Task to carry out: Copy every line of the data below word for word, leaving the pictures out.

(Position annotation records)
— Start —

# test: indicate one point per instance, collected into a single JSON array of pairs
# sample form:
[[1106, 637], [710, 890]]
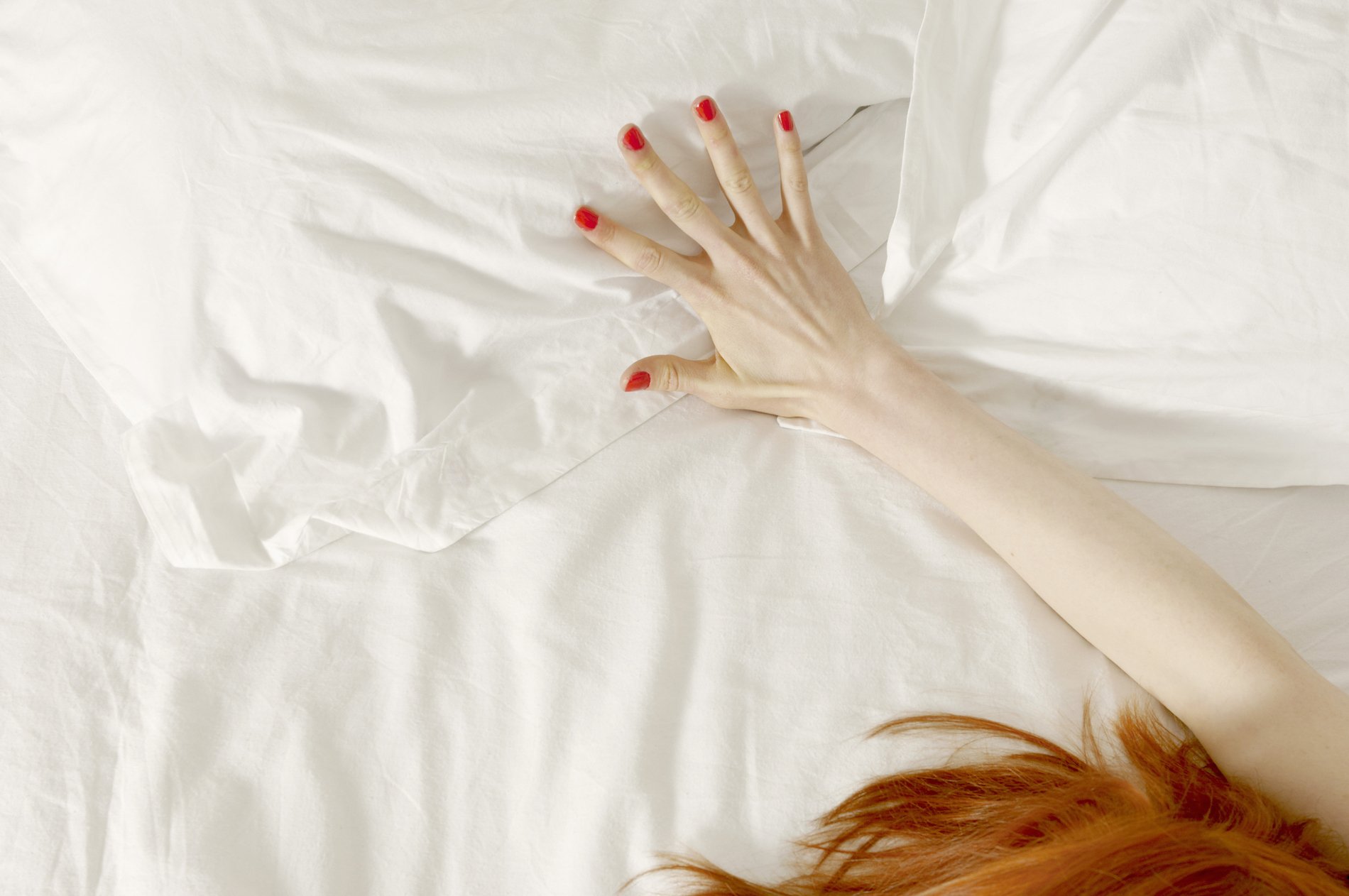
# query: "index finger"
[[674, 197]]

— End —

Reply:
# test: indicate one point per instance, collected into a single JSON array of pairs
# sample form:
[[1106, 637], [710, 890]]
# query: "index finger"
[[674, 197]]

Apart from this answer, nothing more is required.